• _WHAT THE EXERCISE ASKS_:
For this exercise, write out exactly the lines of the material from the one containing "Please mark the red" through the end, both ends included, and nothing more.

Segment Open

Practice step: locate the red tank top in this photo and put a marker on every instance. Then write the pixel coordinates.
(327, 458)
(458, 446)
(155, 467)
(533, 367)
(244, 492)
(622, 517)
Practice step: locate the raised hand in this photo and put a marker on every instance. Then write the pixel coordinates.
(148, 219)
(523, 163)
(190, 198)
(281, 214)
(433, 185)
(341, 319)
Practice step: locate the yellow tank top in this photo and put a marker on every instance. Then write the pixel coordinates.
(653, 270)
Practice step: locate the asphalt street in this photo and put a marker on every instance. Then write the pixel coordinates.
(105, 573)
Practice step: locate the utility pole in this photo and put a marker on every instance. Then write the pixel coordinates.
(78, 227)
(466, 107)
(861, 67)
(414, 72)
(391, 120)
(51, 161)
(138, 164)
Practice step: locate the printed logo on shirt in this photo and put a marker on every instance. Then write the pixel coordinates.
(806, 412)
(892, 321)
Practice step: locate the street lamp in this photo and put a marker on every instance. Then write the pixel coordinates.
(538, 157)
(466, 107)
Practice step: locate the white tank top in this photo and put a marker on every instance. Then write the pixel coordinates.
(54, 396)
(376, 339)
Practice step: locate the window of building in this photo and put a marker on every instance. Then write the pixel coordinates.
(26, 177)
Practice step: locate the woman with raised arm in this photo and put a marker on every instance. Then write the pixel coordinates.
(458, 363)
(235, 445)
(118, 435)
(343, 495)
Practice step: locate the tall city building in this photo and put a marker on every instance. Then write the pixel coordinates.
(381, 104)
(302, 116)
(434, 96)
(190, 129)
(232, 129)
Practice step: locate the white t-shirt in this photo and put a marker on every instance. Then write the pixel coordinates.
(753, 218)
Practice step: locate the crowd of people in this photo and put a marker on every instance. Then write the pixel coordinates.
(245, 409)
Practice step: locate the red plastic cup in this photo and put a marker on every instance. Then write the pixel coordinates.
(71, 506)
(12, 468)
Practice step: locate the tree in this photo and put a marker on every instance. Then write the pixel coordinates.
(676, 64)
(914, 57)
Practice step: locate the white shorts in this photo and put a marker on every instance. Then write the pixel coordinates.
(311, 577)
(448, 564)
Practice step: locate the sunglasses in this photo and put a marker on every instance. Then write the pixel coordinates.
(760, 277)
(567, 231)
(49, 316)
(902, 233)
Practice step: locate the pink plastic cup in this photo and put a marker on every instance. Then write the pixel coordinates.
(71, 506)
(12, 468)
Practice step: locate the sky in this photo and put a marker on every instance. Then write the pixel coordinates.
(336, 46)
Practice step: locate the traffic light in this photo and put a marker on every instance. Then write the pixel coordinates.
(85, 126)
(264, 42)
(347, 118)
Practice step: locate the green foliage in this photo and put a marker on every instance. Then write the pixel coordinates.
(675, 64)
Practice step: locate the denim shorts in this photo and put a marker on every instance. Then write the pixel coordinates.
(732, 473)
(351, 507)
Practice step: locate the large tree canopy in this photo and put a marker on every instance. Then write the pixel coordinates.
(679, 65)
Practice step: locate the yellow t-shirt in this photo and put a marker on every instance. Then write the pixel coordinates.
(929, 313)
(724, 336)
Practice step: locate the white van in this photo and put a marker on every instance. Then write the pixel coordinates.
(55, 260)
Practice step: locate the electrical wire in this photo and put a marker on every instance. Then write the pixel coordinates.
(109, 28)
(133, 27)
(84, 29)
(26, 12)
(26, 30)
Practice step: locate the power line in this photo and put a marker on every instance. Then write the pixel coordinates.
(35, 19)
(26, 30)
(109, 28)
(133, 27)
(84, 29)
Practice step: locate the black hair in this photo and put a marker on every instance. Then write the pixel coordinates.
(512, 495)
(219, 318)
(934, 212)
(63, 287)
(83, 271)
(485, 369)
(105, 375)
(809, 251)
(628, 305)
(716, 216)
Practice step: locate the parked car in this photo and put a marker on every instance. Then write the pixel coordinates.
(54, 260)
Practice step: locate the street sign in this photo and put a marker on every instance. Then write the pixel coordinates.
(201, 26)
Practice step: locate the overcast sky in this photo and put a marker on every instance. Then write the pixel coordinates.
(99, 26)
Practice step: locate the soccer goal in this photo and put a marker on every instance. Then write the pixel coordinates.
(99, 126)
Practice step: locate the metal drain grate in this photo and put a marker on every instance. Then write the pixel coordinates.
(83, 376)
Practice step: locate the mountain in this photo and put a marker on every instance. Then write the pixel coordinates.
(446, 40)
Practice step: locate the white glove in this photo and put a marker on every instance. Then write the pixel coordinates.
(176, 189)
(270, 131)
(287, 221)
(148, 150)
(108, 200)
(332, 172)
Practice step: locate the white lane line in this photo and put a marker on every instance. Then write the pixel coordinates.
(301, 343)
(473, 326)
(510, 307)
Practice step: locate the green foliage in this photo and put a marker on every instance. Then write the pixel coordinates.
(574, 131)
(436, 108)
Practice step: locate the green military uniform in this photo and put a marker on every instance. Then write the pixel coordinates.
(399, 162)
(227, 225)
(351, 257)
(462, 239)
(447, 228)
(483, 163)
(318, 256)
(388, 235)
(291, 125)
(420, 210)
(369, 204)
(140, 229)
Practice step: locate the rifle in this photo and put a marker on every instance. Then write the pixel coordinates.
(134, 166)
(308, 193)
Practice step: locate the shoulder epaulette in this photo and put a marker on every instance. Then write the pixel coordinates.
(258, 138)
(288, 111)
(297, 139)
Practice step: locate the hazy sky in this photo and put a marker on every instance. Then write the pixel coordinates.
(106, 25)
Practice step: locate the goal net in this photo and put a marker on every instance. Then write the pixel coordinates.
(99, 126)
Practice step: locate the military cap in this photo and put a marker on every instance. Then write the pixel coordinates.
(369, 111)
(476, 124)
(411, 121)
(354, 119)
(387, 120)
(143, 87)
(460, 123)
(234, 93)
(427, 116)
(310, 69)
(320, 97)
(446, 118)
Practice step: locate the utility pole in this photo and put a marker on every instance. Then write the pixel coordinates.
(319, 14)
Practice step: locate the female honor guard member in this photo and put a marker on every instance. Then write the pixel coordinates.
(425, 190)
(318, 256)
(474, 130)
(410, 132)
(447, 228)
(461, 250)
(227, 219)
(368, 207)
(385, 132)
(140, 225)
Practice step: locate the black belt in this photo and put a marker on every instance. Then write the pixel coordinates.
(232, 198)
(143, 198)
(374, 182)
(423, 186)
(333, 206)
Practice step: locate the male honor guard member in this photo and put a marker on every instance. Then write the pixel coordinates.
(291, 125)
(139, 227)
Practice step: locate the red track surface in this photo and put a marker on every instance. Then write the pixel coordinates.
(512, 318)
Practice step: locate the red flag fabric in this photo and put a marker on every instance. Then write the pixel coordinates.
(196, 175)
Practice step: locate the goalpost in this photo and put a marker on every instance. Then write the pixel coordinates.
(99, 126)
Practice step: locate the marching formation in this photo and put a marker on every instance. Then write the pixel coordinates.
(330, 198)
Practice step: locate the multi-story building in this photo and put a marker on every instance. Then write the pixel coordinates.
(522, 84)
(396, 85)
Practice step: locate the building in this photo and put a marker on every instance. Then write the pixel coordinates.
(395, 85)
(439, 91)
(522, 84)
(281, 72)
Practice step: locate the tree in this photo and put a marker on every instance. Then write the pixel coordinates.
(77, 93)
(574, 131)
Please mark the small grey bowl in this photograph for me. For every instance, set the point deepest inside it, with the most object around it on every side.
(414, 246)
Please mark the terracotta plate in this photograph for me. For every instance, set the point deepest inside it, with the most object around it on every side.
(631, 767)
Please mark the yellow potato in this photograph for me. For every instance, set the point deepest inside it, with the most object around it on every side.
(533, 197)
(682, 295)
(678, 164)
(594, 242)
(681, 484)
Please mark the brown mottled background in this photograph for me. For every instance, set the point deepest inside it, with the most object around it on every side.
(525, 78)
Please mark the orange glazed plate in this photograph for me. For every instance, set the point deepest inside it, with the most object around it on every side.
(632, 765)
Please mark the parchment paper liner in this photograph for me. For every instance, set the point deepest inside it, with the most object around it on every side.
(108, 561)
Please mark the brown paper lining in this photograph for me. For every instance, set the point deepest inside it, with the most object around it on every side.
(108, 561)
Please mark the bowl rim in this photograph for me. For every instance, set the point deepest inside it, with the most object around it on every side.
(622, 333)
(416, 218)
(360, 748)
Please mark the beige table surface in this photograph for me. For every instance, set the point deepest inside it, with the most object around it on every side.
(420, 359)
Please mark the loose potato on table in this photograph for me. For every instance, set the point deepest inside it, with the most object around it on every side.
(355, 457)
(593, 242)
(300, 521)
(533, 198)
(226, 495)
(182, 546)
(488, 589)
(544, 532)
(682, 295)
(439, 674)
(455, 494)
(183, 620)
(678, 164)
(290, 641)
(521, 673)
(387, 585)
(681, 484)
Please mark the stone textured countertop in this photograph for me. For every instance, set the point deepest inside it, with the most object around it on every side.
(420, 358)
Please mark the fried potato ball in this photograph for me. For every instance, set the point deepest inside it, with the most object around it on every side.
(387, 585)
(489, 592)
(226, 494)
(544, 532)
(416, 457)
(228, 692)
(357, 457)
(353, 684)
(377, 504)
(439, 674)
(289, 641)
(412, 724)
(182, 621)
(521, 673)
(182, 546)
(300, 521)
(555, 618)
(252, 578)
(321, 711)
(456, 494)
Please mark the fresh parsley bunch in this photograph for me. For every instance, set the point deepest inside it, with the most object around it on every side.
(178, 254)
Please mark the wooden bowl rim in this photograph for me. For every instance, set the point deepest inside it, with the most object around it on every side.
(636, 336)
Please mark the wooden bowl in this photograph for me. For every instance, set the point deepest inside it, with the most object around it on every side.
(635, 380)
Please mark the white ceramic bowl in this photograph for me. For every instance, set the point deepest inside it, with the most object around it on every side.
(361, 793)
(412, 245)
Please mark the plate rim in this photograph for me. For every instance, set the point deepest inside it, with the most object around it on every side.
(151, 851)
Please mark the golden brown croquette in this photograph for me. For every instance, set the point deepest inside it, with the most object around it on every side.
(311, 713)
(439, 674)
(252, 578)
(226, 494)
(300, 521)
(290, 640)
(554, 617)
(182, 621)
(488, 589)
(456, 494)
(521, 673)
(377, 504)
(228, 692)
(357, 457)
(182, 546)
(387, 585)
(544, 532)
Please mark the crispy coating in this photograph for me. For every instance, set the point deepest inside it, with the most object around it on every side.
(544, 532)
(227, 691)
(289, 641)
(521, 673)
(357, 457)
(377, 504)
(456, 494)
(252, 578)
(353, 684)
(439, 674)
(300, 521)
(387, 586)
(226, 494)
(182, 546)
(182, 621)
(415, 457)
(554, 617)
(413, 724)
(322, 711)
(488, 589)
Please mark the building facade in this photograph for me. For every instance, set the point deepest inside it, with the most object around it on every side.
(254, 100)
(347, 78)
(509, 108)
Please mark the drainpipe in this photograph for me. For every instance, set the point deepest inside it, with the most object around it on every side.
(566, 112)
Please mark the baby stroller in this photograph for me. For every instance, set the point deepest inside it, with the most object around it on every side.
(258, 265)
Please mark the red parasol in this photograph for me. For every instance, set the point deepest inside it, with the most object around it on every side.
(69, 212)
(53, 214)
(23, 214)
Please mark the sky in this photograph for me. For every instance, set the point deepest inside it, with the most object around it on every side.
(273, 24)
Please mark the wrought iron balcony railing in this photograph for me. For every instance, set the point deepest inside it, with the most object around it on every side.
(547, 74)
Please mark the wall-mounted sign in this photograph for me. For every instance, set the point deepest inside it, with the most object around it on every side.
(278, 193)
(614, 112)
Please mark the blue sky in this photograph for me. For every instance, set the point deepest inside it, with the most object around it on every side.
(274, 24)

Segment Closed

• _ANSWER FOR THIS EXERCISE_:
Please mark the red parasol in this photograph for me. For every instance, set the point deepest inside it, with the most object around it on every side.
(69, 212)
(53, 214)
(23, 214)
Please mark the sky in this photograph for me. For every instance, set the point deepest inside it, with the most object around it on every side.
(273, 24)
Please mark the wrought iron balcony railing in this photograph for me. For every instance, set the point deepest inside it, with the most object around it on every side.
(547, 74)
Please mark the wall-mounted sign in this photograph for me. For every instance, set the point deepest inside it, with the most object around it on every side.
(278, 193)
(614, 112)
Please mark the blue sky in this photograph for me. For every instance, set the point deepest inside it, with the most object around it on every side.
(274, 24)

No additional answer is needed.